### Requirement
Copy the entries from the line containing "TARGET = clear blue sky" through the last entry, replacing "gravel road" with "dirt road" and keeping everything else the same. Give only those lines.

:::::

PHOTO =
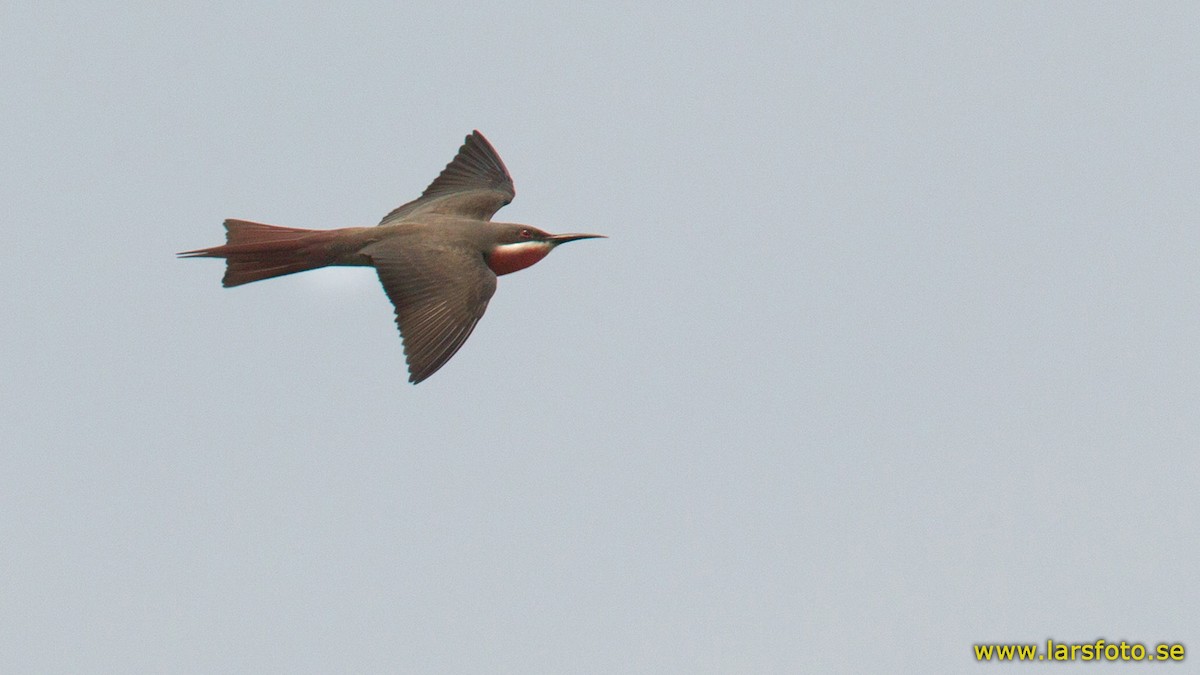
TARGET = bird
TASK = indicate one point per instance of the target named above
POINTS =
(437, 256)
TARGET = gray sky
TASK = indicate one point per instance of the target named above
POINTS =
(892, 350)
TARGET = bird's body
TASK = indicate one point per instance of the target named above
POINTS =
(437, 256)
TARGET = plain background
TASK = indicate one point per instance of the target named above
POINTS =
(892, 350)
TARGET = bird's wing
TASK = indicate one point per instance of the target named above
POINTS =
(474, 185)
(439, 294)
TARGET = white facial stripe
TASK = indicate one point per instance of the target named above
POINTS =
(522, 248)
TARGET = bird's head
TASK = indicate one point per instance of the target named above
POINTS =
(519, 246)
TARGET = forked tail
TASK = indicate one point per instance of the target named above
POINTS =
(255, 251)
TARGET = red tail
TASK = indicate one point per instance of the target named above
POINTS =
(255, 251)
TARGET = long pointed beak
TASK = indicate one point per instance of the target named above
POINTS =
(556, 239)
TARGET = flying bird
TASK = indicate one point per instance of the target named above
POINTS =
(437, 256)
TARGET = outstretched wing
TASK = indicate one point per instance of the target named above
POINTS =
(439, 293)
(475, 185)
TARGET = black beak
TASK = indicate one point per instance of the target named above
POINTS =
(556, 239)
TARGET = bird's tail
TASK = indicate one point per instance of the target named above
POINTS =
(255, 251)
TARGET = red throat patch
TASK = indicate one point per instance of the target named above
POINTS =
(510, 257)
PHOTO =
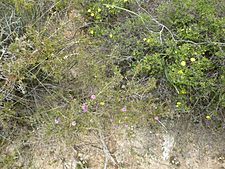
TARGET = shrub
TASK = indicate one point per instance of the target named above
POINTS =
(183, 47)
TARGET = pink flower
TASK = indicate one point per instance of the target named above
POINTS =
(93, 97)
(73, 123)
(156, 118)
(124, 109)
(57, 120)
(84, 107)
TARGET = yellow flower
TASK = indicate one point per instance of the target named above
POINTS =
(193, 59)
(183, 63)
(208, 117)
(178, 104)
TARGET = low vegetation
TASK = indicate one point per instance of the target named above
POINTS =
(75, 66)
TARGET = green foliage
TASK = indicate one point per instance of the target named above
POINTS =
(183, 49)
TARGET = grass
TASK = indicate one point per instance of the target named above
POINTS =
(68, 76)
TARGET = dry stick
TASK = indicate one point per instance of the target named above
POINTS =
(106, 151)
(162, 26)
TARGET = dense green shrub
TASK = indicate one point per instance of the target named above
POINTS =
(183, 47)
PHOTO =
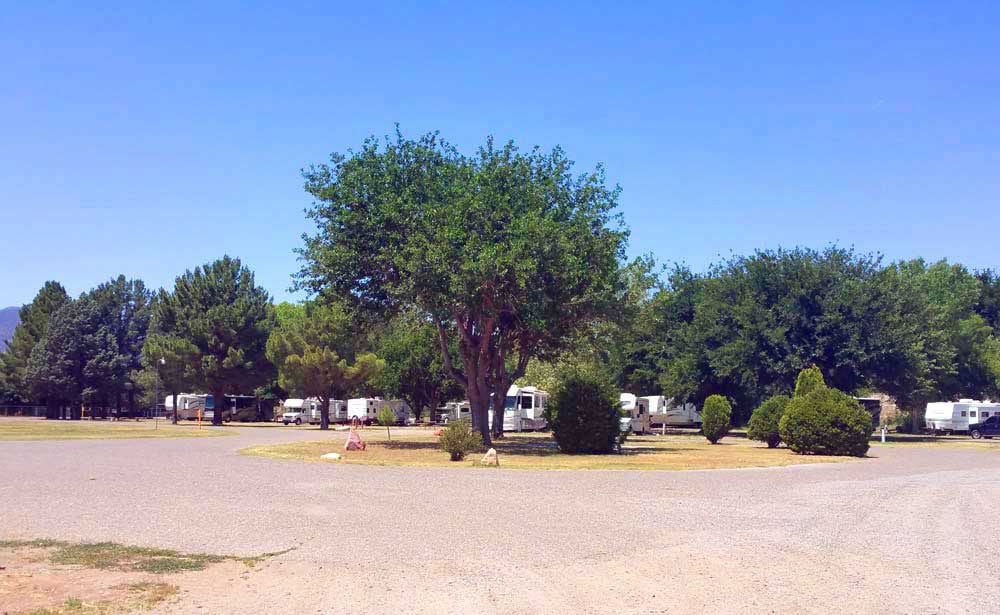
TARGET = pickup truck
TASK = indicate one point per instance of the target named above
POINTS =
(987, 429)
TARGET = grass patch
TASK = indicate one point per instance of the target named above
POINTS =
(677, 451)
(41, 429)
(124, 558)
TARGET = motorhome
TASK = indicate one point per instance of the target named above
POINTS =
(638, 413)
(364, 409)
(524, 409)
(663, 412)
(300, 411)
(452, 411)
(338, 411)
(957, 416)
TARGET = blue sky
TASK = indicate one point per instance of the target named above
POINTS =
(145, 141)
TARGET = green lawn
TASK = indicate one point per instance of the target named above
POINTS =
(40, 429)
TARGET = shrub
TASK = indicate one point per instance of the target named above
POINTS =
(826, 421)
(763, 424)
(808, 381)
(715, 417)
(585, 415)
(458, 439)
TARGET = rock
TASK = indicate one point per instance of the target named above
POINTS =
(490, 458)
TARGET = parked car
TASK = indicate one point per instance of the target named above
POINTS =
(987, 429)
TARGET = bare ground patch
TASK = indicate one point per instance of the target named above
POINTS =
(49, 577)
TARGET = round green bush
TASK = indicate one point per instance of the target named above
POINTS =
(715, 417)
(458, 439)
(585, 414)
(808, 381)
(826, 422)
(763, 424)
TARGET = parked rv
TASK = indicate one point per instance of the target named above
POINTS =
(300, 411)
(664, 413)
(524, 409)
(986, 429)
(452, 411)
(950, 416)
(638, 413)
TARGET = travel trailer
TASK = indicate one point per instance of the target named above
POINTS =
(663, 413)
(524, 409)
(338, 411)
(241, 407)
(638, 413)
(957, 416)
(300, 411)
(452, 411)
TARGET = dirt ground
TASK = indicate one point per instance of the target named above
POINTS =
(880, 535)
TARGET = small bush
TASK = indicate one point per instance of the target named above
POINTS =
(826, 421)
(715, 417)
(763, 424)
(586, 415)
(458, 439)
(808, 381)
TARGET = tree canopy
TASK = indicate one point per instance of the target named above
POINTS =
(507, 252)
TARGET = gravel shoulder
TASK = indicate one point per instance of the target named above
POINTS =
(890, 534)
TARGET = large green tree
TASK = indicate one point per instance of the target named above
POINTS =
(34, 320)
(221, 311)
(506, 252)
(316, 354)
(414, 367)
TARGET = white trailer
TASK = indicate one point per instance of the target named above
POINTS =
(364, 409)
(453, 411)
(300, 411)
(958, 416)
(338, 411)
(638, 413)
(664, 412)
(524, 409)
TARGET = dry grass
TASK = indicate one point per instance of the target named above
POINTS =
(538, 451)
(40, 429)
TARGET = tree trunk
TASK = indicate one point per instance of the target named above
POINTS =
(218, 406)
(324, 413)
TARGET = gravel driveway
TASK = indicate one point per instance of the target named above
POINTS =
(913, 530)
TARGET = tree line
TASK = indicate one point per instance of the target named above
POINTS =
(436, 275)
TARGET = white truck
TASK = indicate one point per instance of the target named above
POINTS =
(665, 413)
(948, 416)
(638, 413)
(300, 411)
(524, 409)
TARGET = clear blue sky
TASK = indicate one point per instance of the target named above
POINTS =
(146, 141)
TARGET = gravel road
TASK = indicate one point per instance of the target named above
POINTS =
(913, 530)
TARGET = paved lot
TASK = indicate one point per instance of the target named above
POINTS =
(914, 530)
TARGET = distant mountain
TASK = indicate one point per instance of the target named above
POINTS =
(8, 321)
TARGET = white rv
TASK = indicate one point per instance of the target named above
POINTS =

:::::

### Exercise response
TARGET = clear blue sky
TASK = indicate one point per instance of the target named above
POINTS =
(146, 141)
TARGET = dirt road
TASK = indicate one point per instance of the target named above
POINTS =
(913, 530)
TARGET = paved lot
TASK = indicate one point per instance of the target named above
POINTS =
(914, 530)
TARGET = distant mountain
TASK = indicate one point per instance of the target named above
POINTS =
(8, 321)
TARGET = white rv
TASK = indicate one point per instance of the target named above
POINTS =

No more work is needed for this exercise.